** Given information follows **

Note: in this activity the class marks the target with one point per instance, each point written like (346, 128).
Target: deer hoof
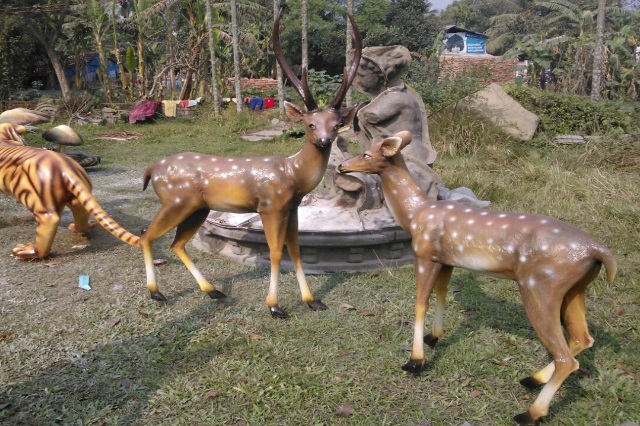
(414, 366)
(524, 419)
(430, 340)
(317, 305)
(530, 383)
(215, 294)
(156, 295)
(278, 312)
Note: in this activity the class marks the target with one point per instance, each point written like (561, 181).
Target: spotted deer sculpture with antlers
(189, 185)
(552, 262)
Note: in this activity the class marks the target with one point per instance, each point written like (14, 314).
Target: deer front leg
(45, 233)
(426, 276)
(274, 224)
(185, 231)
(293, 248)
(437, 327)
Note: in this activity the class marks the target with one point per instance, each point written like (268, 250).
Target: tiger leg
(81, 222)
(45, 233)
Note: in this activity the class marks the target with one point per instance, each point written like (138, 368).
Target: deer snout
(323, 142)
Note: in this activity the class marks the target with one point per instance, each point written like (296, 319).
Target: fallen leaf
(347, 306)
(626, 370)
(113, 322)
(344, 410)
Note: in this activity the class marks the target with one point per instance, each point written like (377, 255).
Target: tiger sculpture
(45, 182)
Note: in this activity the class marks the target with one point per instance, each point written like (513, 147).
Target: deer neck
(308, 166)
(401, 192)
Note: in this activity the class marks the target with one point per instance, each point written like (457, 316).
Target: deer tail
(80, 190)
(605, 256)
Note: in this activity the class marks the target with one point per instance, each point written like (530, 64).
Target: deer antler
(303, 86)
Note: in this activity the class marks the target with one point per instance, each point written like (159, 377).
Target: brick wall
(502, 70)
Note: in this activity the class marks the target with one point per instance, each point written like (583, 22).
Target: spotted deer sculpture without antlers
(552, 262)
(189, 185)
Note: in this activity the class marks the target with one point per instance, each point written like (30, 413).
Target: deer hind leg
(437, 327)
(185, 231)
(275, 230)
(81, 222)
(573, 315)
(543, 311)
(293, 247)
(46, 230)
(167, 218)
(427, 274)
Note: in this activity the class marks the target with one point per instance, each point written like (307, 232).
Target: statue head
(381, 67)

** End of Given information **

What is being asked: Repeat every record exactly, but not the pictures.

Answer to this exercise:
Note: in this activity the class marks the target with one point per instance, each point written like (346, 128).
Target: deer hoof
(414, 366)
(524, 419)
(430, 340)
(317, 305)
(530, 383)
(215, 294)
(156, 295)
(278, 312)
Note: in this activity the class marks the target with one point per instance, each point written like (561, 181).
Target: spotted deer sculpture with antlers
(189, 185)
(552, 262)
Note: in this activity the class marks the target with one point per instance, each point written like (14, 314).
Target: deer front leg
(45, 233)
(426, 276)
(274, 224)
(185, 231)
(293, 248)
(437, 327)
Note: in this activity the class marks the target with one point per instance, each point written like (268, 250).
Target: tiger leg
(81, 222)
(45, 233)
Note: in this activity the class marks the target with one point per instance, each point written like (138, 368).
Target: deer snout
(323, 142)
Note: in this activity the class marks the target with one point per instance, each point written like (296, 319).
Target: fallen leaf
(347, 306)
(626, 370)
(113, 322)
(344, 410)
Note: in this activity the class marks the target with one point per instance, each point written like (377, 255).
Target: tiger sculpture
(45, 182)
Note: in this activity the class marks the target with one point per instance, each point written like (513, 147).
Target: deer neck
(308, 166)
(401, 192)
Note: in this activity the class marks the target with one point per instance, each point written like (457, 316).
Target: deer tail
(80, 190)
(605, 256)
Note: in this activity the class marks the target with one point per instance, each point written like (530, 64).
Target: deer antler
(303, 86)
Note: in this activity the class marks the target with one point per instance, each point written like (159, 377).
Target: brick wall
(502, 70)
Note: in this activity the class marks the target with one point per instance, each point written like (583, 22).
Target: spotted deer sculpture without antlers
(552, 262)
(189, 185)
Note: in this activity the class marks the target with one point per instance, each point written like (30, 413).
Target: deer hind leg
(437, 327)
(185, 231)
(275, 230)
(81, 222)
(573, 315)
(543, 311)
(293, 247)
(46, 230)
(167, 218)
(427, 274)
Note: in this activity the class marks the target with one point per instance, each point written like (307, 232).
Target: statue head
(381, 67)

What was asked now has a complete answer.